> [CHALLENGE]: Gather every line in the data below that contains the word "knife", and copy each one out.
# # # # # # #
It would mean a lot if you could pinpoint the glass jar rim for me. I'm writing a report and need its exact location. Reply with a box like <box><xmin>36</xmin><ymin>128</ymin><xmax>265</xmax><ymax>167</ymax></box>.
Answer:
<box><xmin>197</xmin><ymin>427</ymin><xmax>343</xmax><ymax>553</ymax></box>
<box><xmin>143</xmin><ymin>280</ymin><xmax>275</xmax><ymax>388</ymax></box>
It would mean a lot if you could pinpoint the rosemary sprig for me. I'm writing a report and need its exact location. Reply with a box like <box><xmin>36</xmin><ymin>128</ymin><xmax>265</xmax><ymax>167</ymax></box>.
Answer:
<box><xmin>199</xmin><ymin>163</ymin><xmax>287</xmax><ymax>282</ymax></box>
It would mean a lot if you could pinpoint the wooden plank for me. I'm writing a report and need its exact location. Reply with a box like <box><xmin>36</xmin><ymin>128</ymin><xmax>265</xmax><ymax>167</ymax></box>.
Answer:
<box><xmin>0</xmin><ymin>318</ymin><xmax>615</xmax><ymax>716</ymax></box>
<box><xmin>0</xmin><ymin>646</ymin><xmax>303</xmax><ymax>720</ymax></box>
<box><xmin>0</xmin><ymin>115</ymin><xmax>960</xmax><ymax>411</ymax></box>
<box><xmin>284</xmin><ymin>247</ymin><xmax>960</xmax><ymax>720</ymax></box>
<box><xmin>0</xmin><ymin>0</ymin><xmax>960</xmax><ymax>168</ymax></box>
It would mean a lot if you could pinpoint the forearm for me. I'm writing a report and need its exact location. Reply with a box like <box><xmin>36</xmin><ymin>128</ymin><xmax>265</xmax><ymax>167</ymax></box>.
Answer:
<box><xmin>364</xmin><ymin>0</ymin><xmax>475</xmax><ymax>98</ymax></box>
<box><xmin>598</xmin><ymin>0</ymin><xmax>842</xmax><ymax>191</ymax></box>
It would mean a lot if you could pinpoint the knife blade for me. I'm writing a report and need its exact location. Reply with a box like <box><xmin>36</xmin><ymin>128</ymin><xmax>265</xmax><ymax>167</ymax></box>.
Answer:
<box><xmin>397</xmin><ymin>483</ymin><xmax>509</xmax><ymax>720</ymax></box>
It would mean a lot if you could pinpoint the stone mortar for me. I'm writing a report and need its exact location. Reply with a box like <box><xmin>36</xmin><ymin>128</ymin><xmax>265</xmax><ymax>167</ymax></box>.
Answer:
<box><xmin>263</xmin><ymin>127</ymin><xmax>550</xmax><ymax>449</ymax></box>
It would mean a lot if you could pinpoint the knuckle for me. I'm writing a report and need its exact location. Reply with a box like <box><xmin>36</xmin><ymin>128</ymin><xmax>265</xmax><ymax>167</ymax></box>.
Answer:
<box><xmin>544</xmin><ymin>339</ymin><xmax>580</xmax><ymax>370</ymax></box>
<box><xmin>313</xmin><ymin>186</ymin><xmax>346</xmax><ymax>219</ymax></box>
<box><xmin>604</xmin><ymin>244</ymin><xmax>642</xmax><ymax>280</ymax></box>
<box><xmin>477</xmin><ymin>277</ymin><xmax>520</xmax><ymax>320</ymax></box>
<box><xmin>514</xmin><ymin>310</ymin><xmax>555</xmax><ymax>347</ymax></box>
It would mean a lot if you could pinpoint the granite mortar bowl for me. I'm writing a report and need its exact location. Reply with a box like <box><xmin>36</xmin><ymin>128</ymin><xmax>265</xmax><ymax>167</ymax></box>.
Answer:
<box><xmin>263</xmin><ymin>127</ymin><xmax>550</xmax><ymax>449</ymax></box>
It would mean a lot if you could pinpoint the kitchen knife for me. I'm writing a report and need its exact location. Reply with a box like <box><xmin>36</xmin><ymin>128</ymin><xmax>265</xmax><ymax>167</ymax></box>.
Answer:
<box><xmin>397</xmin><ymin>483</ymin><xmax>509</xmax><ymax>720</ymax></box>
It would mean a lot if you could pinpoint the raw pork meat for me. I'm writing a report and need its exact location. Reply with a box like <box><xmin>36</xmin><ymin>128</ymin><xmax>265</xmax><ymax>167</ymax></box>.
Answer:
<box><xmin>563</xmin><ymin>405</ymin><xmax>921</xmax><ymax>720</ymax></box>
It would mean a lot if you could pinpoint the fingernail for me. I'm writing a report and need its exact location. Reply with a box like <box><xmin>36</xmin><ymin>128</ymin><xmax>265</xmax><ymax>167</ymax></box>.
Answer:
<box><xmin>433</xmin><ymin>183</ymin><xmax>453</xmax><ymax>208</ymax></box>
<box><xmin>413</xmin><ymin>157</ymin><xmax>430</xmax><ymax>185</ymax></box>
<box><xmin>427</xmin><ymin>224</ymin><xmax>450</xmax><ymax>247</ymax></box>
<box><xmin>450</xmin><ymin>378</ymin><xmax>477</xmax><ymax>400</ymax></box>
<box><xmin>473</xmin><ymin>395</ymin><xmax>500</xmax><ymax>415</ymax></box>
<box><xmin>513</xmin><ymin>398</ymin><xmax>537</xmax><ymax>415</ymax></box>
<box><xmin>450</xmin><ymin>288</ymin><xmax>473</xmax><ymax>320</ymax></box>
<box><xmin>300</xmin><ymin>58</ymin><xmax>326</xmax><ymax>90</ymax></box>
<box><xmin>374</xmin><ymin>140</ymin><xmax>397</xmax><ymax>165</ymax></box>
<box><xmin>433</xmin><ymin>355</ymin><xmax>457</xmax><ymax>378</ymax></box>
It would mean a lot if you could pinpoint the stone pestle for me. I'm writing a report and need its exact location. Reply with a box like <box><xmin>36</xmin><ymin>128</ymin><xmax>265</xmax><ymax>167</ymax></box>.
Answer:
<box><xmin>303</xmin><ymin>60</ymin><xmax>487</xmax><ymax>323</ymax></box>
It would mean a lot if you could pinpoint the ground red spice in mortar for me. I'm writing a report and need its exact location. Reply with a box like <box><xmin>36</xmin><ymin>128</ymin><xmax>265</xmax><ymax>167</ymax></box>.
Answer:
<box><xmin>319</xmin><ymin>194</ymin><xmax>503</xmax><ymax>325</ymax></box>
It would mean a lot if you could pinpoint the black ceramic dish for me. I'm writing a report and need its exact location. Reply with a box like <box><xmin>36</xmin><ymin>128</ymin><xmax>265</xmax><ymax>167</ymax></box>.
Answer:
# # # # # # #
> [SOLVED PROBLEM]:
It would mean a lot if you could pinpoint the knife blade for me. I'm writing a report and need its exact location. Reply with a box like <box><xmin>36</xmin><ymin>128</ymin><xmax>265</xmax><ymax>167</ymax></box>.
It would mean a lot if you could pinpoint the kitchen knife for me. I'm writing a report and need its exact location. Reply with a box like <box><xmin>36</xmin><ymin>128</ymin><xmax>265</xmax><ymax>167</ymax></box>.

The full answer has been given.